BEKLENTİNİN ALTINDA KALANLAR

  Asrın felaketi olarak değerlendirilen ve on ili nerde ise yerle bir eden depremin ardından herkes üzerine düşeni yapmaya çalıştı. Belediye Başkanlarından sade vatandaşına varıncaya dek herkes üzerine düşeni fazlasıyla yapmaya çalıştı, tamamından Allah razı olsun. Önceki akşam saat sekiz gibi ulusal Televizyon kanalının ortak yayınına katılan sanatçısından Akademisyenine, oyuncusundan sunucusuna herkes canla başla yardım toplama konusunda ciddi bir uğraş verdi ve 115 milyar lira toplandı. Gece saat bir buçuğa kadar adeta nefes almadan yayını pür dikkat nefes almadan dikkatle izledim, gerçekten çok heyecan vericiydi, gerek nöbetleşe sunuculuk yapanlar, gerekse telefonların başında bulunan sanatçılar üzerlerine düşeni fazlasıyla yaptılar, hepsine şükranlarımı sunuyorum. Toplanan paranın elli milyarlık kısmını Merkez Bankası, Ziraat Bankası, Halkbank, Vakıfbank, Emlakbank, Emlak Konut, kamu yatırım Bankaları ve kamuya bağlı kurum ve kuruluşlar yaptı. Kalan altmış beş milyarlık kısmı da işadamları, sanayiciler, yabancı Devlet Başkanları, KKTC, Türki Cumhuriyetlerdeki dernekler, vakıflar, Ahıska Türkleri ve vatandaşların on bine yakın sms mesajı ile toplanan paralardan oluştu. Bu miktar Cumhuriyet tarihinde toplanan en büyük yardım olduğu açıkça ortadadır, şimdiye kadar Dünyada bunun bir örneğine rastlanmadığı da ortadadır. Özel Bankalardan, bazı holdingler ve Tüsiad yayına bağlanıp yardım etmemeleri onlar adına üzücü bir durum olduğunu açık ve net bir biçimde belirtmek isterim.

[Verilen malzeme]

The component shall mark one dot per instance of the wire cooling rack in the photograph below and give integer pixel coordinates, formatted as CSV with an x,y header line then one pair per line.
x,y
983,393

[Alıştırmalar]
(1) Deprem yardımı yazısında yazar, nöbetleşe sunuculuk yapanlara ve telefonların başındaki sanatçılara neden şükranlarını sunuyor?
(2) Deprem yardımı yazısını son cümlesinden sonra sürdürün.

[Sıralı cevaplar]
(1) Yazar onlara şükranlarını sunuyor, çünkü hem nöbetleşe sunuculuk yapanların hem de telefonların başında bulunan sanatçıların üzerlerine düşeni fazlasıyla yaptığını düşünüyor.

(2)
   Yurtdışı yardımlarını yapan ülkelerin Devlet adamlarının yaptıkları konuşmalar çok manidardı, tamamının ortak söylemi bizim zor günümüzde Türkiye’nin yanımızda oluşunu unutmadık sözleriydi. Birleşmiş Milletler Genel Sekreteri de yayına bağlandı, herkesin mültecilerin Türkiye’de ne işi var söyleminin tam aksine “Türkiye’nin mültecilere kucak açması ne kadar yardımsever bir ülke olduğunun delillidir, Birleşmiş Milletler Türkiye’nin yanındadır” ifadesi gecenin can alıcı ifadesiydi. Olaya siyasi mülahazalarla değil de tarafsız bir vatansever olarak bakacak olursak ülkemizle ne kadar övünürsek azdır, toplanan yardımların deprem yaralarının sarmasında çok büyük katkısı olacağı muhakkak. Yapılan bu yardımlar Devleti rahatlatmıştır, 1999 depreminde yaşanan ekonomik zorluklar sonucu konulan deprem vergilerine gerek kalmayacağını da ortaya koyduğu kanaatindeyim.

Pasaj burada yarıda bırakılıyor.